• [Task to carry out]
Return all the data exactly, keeping the pictures out.

• [Supplied records]

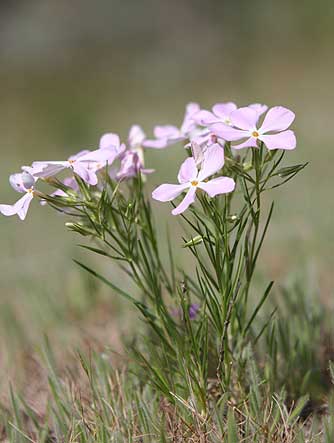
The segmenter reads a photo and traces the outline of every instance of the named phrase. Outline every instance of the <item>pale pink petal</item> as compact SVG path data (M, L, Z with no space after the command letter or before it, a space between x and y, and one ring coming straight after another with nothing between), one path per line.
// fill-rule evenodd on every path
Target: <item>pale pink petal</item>
M192 142L197 143L198 145L202 146L203 144L207 144L207 143L211 143L211 137L212 137L212 132L208 129L201 129L199 131L193 131L192 134L190 134L189 139L190 139L190 143L188 143L185 148L188 148L189 146L191 146Z
M180 132L183 135L188 135L196 127L194 121L194 115L199 112L200 106L198 103L188 103L186 106L186 113L184 115L184 120L180 128Z
M167 138L160 138L156 140L145 140L143 142L144 148L152 148L152 149L164 149L168 146Z
M202 109L193 117L194 121L200 126L209 126L219 122L219 118L210 111Z
M242 129L235 129L232 128L231 126L225 125L224 123L216 123L212 125L210 129L215 135L227 141L240 140L250 135L249 131L244 131Z
M233 149L243 149L243 148L256 148L258 146L256 138L250 137L248 140L238 145L232 145Z
M180 136L180 130L172 125L155 126L153 133L156 138L174 138Z
M233 102L216 103L212 107L212 112L223 120L230 117L231 112L237 109L237 105Z
M181 201L181 203L172 210L173 215L179 215L182 212L184 212L188 207L194 203L195 201L195 195L196 195L196 187L191 186L189 191L186 193L184 199Z
M66 177L63 180L65 186L72 188L74 191L79 191L79 185L74 177Z
M128 150L124 153L120 169L116 178L123 180L125 178L135 177L141 170L142 163L136 151Z
M266 110L268 109L267 105L261 105L261 103L252 103L248 105L249 108L254 109L257 112L257 115L260 117Z
M296 136L290 130L273 135L261 135L259 139L263 141L268 149L291 150L296 147Z
M115 158L125 150L125 145L110 146L107 148L96 149L81 156L75 163L97 162L97 163L112 163Z
M50 194L50 197L67 197L67 194L65 191L57 189L56 191L52 192L52 194Z
M79 151L77 154L71 155L69 157L69 160L77 160L80 157L83 157L84 155L88 154L90 151L88 149L84 149L82 151Z
M169 183L165 183L154 189L152 192L152 198L161 202L168 202L174 200L174 198L180 195L188 187L189 183L183 183L181 185L171 185Z
M283 106L275 106L269 109L265 116L260 131L262 133L269 131L284 131L295 119L294 112Z
M6 215L7 217L17 214L17 209L15 204L14 205L0 205L0 212L3 215Z
M155 169L147 169L147 168L144 168L144 169L141 169L140 172L141 172L142 174L145 174L145 175L147 175L147 174L153 174L153 172L155 172Z
M195 160L196 165L200 165L204 159L204 148L200 146L200 144L196 143L195 141L192 141L190 143L191 147L191 153Z
M218 194L232 192L235 188L235 181L229 177L217 177L208 182L200 182L198 187L207 192L210 197L214 197Z
M209 146L204 152L202 168L198 173L198 181L203 181L215 174L224 166L224 148L218 143Z
M118 134L115 134L114 132L108 132L107 134L102 135L102 137L100 138L99 148L104 149L115 147L119 146L120 143L121 141Z
M179 143L182 140L185 140L184 136L161 138L157 140L145 140L142 146L144 148L164 149L167 148L167 146L174 145L175 143Z
M196 179L197 174L198 171L195 159L193 157L188 157L182 163L177 178L180 183L189 183Z
M200 110L200 106L198 103L190 102L186 106L185 119L192 117L196 112Z
M25 192L26 188L22 182L22 174L11 174L9 176L9 183L16 192Z
M128 137L128 144L131 148L140 146L145 138L146 134L139 125L131 126Z
M85 167L84 164L82 164L81 162L73 163L73 171L89 185L92 186L97 185L97 176L95 172Z
M28 189L31 189L34 186L35 181L35 178L26 171L12 174L9 177L11 187L17 192L26 192Z
M0 212L6 216L17 214L21 220L24 220L32 199L32 192L26 192L14 205L0 205Z
M17 206L17 215L21 220L26 218L30 203L34 198L32 192L27 192L18 202L16 202ZM18 204L20 202L20 204Z
M69 167L70 163L68 161L33 162L32 174L35 177L46 178L56 175Z
M230 114L232 125L246 131L253 131L256 129L258 118L259 116L257 112L249 107L236 109Z

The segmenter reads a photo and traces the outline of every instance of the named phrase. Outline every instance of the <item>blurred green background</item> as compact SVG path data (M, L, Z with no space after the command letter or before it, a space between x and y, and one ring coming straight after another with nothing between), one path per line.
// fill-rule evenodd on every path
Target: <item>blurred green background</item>
M125 137L133 123L148 134L178 124L189 101L284 105L297 115L287 157L310 164L274 193L261 269L279 281L314 272L331 303L333 22L332 0L2 0L0 201L17 198L7 177L22 164L94 148L106 131ZM181 146L149 152L150 186L173 180L183 155ZM25 223L0 218L7 348L42 332L68 342L78 331L99 328L107 341L114 326L126 331L122 315L106 329L127 308L79 273L71 259L81 239L64 223L37 203Z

• [Answer space]
The segmenter reads a photo and traces the outline of every instance of the named phrase. Outline every instance of the <item>pale pink petal</item> as compact SVG path data (M, L, Z with no space after the command letter or before it, a space between x and y, and one ring coming straight after another with nothing between), one path per line.
// fill-rule evenodd on every path
Target: <item>pale pink petal</item>
M192 142L197 143L198 145L202 146L203 144L207 144L207 143L211 143L211 137L212 137L212 132L208 129L201 129L199 131L193 131L192 134L190 134L189 139L190 139L190 143L188 143L185 148L188 148L189 146L191 146Z
M180 132L183 135L188 135L196 127L194 121L194 115L199 112L200 106L198 103L188 103L186 106L186 113L184 115L184 120L180 128Z
M167 138L160 138L156 140L145 140L143 142L144 148L152 148L152 149L164 149L168 146Z
M202 109L193 117L194 121L200 126L209 126L219 122L219 118L210 111Z
M242 129L235 129L232 128L231 126L225 125L224 123L216 123L212 125L210 129L215 135L227 141L240 140L250 135L249 131L244 131Z
M233 149L243 149L243 148L256 148L258 146L256 138L250 137L248 140L238 145L232 145Z
M180 136L180 130L172 125L155 126L153 133L156 138L174 138Z
M233 102L216 103L212 107L212 112L223 120L230 117L231 112L237 109L237 105Z
M181 201L181 203L172 210L173 215L179 215L182 212L184 212L188 207L194 203L195 201L195 195L196 195L196 187L191 186L189 191L186 193L184 199Z
M66 177L63 180L65 186L72 188L74 191L79 191L79 185L74 177Z
M128 150L124 153L120 169L116 178L123 180L125 178L135 177L141 170L142 163L136 151Z
M266 110L268 109L267 105L261 105L261 103L252 103L248 105L249 108L254 109L257 112L257 115L260 117Z
M296 136L290 130L273 135L261 135L259 139L263 141L268 149L291 150L296 147Z
M115 158L125 150L125 145L110 146L107 148L96 149L81 156L75 163L97 162L97 163L112 163Z
M50 194L50 197L67 197L67 194L65 191L57 189L56 191L52 192L52 194Z
M79 151L77 154L71 155L69 157L69 160L77 160L80 157L83 157L84 155L88 154L90 151L88 149L84 149L82 151Z
M169 183L165 183L154 189L152 192L152 198L161 202L168 202L174 200L174 198L180 195L188 187L189 183L183 183L181 185L171 185Z
M283 106L275 106L269 109L265 116L260 131L262 133L269 131L284 131L295 119L294 112Z
M6 215L7 217L17 214L17 209L15 204L14 205L0 205L0 212L3 215Z
M155 169L147 169L147 168L144 168L144 169L141 169L140 172L141 172L142 174L145 174L145 175L147 175L147 174L153 174L153 172L155 172Z
M195 160L196 165L200 165L204 159L204 148L200 146L200 144L196 143L195 141L192 141L190 143L191 147L191 153Z
M218 194L232 192L235 188L235 181L229 177L217 177L208 182L200 182L198 187L207 192L210 197L214 197Z
M209 146L204 152L202 168L198 173L198 181L203 181L215 174L224 166L224 148L218 143Z
M118 134L115 134L114 132L108 132L107 134L102 135L102 137L100 138L99 148L104 149L115 147L119 146L120 143L121 141Z
M179 143L182 140L185 140L184 136L161 138L157 140L145 140L142 146L144 148L164 149L167 148L167 146L174 145L175 143Z
M196 179L197 174L198 171L195 159L193 157L188 157L182 163L177 178L180 183L189 183Z
M200 110L200 106L198 103L190 102L186 106L185 119L192 117L196 112Z
M25 192L26 188L22 182L22 174L11 174L9 176L9 183L16 192Z
M128 137L128 144L131 148L140 146L145 138L146 134L139 125L131 126Z
M85 167L84 164L82 164L81 162L73 163L73 171L89 185L92 186L97 185L97 176L95 172Z
M28 189L31 189L34 186L35 181L35 178L26 171L12 174L9 177L11 187L17 192L26 192Z
M0 212L6 216L17 214L21 220L24 220L32 199L32 192L26 192L14 205L0 205Z
M17 206L17 215L21 220L26 218L30 203L34 198L32 192L27 192L18 202L16 202ZM18 204L20 202L20 204Z
M69 167L70 163L68 161L33 162L32 174L35 177L46 178L56 175Z
M230 114L232 125L246 131L253 131L256 129L258 118L259 116L257 112L249 107L236 109Z

The segmenter reads a photo and traces the outline of every instance of the named phrase. Outline every instance of the <item>blurred green background</item> as compact SVG path data (M, L, Z with no space after the command letter or before it, a space between x and y, and one ring coming straight after another with nothing between), one path per line.
// fill-rule evenodd on every path
Target: <item>blurred green background</item>
M125 137L133 123L148 134L178 124L189 101L284 105L297 115L287 157L310 164L274 193L261 269L279 281L314 272L331 303L333 22L332 0L2 0L0 201L17 198L7 177L22 164L94 148L106 131ZM181 146L149 152L150 186L173 180L183 155ZM25 223L0 218L7 348L42 332L68 342L78 331L99 328L107 341L114 326L126 331L122 315L106 329L127 308L79 273L71 259L81 239L64 223L37 203Z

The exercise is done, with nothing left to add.